Problem: Give back all the data exactly, line by line.

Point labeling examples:
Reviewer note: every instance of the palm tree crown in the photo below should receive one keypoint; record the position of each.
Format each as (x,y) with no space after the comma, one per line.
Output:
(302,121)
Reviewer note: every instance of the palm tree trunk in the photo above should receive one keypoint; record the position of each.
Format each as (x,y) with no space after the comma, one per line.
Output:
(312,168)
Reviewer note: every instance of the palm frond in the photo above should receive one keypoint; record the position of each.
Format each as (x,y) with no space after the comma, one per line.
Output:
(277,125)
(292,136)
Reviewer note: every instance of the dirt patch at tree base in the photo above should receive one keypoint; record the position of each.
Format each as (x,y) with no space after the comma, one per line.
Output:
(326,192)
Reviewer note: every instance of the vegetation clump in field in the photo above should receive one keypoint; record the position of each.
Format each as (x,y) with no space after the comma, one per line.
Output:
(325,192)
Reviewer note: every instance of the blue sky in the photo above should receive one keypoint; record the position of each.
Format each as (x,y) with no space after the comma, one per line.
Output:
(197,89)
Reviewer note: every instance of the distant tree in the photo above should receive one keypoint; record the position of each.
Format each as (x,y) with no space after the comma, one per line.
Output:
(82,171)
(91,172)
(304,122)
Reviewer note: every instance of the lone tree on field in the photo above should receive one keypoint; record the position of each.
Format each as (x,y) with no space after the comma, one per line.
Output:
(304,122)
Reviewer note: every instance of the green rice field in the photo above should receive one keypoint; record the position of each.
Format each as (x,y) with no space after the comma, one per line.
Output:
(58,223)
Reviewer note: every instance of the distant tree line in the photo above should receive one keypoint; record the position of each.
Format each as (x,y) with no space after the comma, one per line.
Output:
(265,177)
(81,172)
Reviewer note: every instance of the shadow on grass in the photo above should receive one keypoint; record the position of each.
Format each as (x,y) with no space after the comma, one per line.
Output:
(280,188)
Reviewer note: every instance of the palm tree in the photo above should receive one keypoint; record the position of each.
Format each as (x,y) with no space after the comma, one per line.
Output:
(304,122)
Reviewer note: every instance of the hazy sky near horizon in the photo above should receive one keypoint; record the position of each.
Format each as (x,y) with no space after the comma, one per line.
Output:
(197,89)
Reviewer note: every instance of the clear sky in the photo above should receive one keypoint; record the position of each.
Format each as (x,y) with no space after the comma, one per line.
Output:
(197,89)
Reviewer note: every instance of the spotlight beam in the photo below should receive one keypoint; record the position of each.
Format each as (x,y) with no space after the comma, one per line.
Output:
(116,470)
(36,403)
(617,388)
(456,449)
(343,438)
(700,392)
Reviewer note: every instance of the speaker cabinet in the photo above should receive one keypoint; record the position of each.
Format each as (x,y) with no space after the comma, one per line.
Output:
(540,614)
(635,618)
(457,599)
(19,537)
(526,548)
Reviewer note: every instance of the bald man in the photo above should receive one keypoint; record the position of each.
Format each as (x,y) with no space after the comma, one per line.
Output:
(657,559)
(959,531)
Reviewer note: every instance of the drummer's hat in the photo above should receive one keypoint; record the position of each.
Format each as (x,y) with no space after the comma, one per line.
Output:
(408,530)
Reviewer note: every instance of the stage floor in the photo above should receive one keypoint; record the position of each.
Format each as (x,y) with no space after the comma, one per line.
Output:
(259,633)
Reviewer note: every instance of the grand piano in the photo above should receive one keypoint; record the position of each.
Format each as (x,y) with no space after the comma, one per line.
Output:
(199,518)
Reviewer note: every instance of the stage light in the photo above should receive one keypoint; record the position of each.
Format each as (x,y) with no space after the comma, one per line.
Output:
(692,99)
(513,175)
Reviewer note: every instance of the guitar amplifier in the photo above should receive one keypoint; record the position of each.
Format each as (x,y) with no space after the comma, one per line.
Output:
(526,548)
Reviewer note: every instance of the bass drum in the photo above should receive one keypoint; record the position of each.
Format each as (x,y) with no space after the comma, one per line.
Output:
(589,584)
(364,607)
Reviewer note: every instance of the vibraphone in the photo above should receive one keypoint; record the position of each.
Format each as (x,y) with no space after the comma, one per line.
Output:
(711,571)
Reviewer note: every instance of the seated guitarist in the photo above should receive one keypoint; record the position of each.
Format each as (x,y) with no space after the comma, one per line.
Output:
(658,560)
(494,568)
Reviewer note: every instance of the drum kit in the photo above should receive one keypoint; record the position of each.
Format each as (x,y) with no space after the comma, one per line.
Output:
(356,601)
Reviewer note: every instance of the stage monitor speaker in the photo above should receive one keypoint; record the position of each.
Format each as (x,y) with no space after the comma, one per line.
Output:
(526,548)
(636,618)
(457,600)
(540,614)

Result of the task:
Reviewer note: every instance of the palm tree crown in the photo below should receive one keypoint; record the position of each.
Format each as (x,y) with no space after the comma, one per line.
Output:
(302,121)
Reviewer note: every instance of the palm tree trunk in the photo above should receive one keypoint; record the position of each.
Format each as (x,y) with no space after the comma, one per line.
Output:
(312,168)
Reviewer note: every instance of the palm frond in the photo above should receive one keypoint; record the position of each.
Format each as (x,y) with no space after the comma, one per line.
Output:
(277,125)
(292,136)
Reviewer note: every instance of the dirt patch at tree base in the photo above should receive one keypoint; record the position of each.
Format each as (x,y) with no space after the comma, one per line.
Output:
(326,192)
Reviewer note: every instance of the vegetation clump in field in the photo above should receive one keypoint; record the position of each.
Format each as (x,y) with no space after the comma, one per line.
Output:
(325,192)
Reviewer note: every instance of the blue sky in the photo above should receive one keypoint; record the position of each.
Format each as (x,y) with no space after the comma, one per line.
Output:
(197,89)
Reviewer note: every instance of the distant tree in the photo above should receive one keypoint; record the position of each.
Format each as (x,y) with no space after the comma, one per line.
Output:
(82,171)
(91,172)
(304,122)
Reviewer note: every instance of the lone tree on field in the photo above should receive one keypoint; record the position of each.
Format each as (x,y) with no space after the comma, one per line.
Output:
(304,122)
Reviewer note: every instance of the green rice field in the photo above should receive one keypoint; record the position of each.
Format each as (x,y) with no space after the comma, one per line.
Output:
(58,223)
Reviewer note: every instance of the distant tree line in the photo above should receive one keypoint; record the position of each.
Format each as (x,y) with no space after the comma, one per line.
Output:
(265,177)
(81,172)
Reviewer note: every instance of the shadow on grass in the photo above should receive one keypoint; record the position of each.
Format each as (x,y) with no space after the comma, one per line.
Output:
(280,188)
Reviewer note: every instance of the palm tree in the photo above should receive one keypoint; record the position of each.
Format each as (x,y) with no space after the comma, one per line.
Output:
(304,122)
Reviewer note: every instance of the hazy sky near horizon in the photo above should receive one keypoint; record the position of each.
Format each as (x,y) with no space after the comma, one per line.
Output:
(197,89)
Reviewer note: every instance of the clear sky in the photo above should receive one keypoint; record the position of each.
Format each as (x,y) with no space after the comma, one per line.
Output:
(197,89)
Reviewer note: every instance of the spotlight beam in the photo below should receive one keypoint; record the position of each.
Format each as (x,y) with no space after the comma, one per line.
Output:
(116,470)
(36,403)
(617,388)
(456,449)
(343,438)
(700,392)
Reviewer note: every instance of the speaker cabinet in the photo above should receive one keypoint; record the position of each.
Format each as (x,y) with no space after the comma, one per line.
Output:
(540,614)
(635,618)
(457,599)
(19,537)
(526,548)
Reviewer note: every instance of the bald man in the photo above should receive one keypoint; record the position of each.
Format each as (x,y) with no space after the comma, one per line.
Output:
(657,559)
(959,531)
Reviewer note: every instance of the drummer's hat in the photo above should receive one keypoint; record the position of each.
Format each as (x,y) with no space after the comma, one per line.
Output:
(408,530)
Reviewer note: every instance of the stage floor in the photo above should receive one keypoint; record the position of each.
Format each as (x,y) with no space after the comma, one per line.
Output:
(259,633)
Reviewer note: every instance of the grand piano in the photo above should receive one keypoint; record the position of each.
Format each as (x,y) with no space after the comma, one per line.
Output:
(199,518)
Reviewer note: every instance of the stage light in the photo above should receive one keypoint; record the position of each.
Format each as (x,y) with no space after the comma, one per line.
Output:
(692,99)
(513,175)
Reviewer note: every instance of the guitar amplifier in the photo above should receive one keypoint; record the position of each.
Format each as (x,y) with no space after the comma, one per line.
Output:
(526,548)
Reviewer note: every instance of the bass drum in the photo above should receive one keypoint; record the position of each.
Format each as (x,y) with no space after the comma, one per line.
Output:
(589,584)
(364,607)
Reviewer note: every instance of the vibraphone in the photo above should receive one keypoint; record the position of each.
Format each as (x,y) with no space after the comma, one per line.
Output:
(711,571)
Reviewer note: every instance of the seated guitarist in the photo above should receive one keypoint; record the position of each.
Format each as (x,y) with no space after the comma, one per line.
Output:
(658,560)
(494,568)
Reviewer note: every instance of the drum kit in the photo above should receive one keypoint; record the position of each.
Format each as (x,y) with no space after the comma, one per line.
Output:
(356,601)
Reviewer note: every instance of the stage monitor speaker in the photo above should receive one keypoint; record the position of each.
Format each as (x,y) with no space after the comma, one per line.
Output:
(526,548)
(636,618)
(457,600)
(540,614)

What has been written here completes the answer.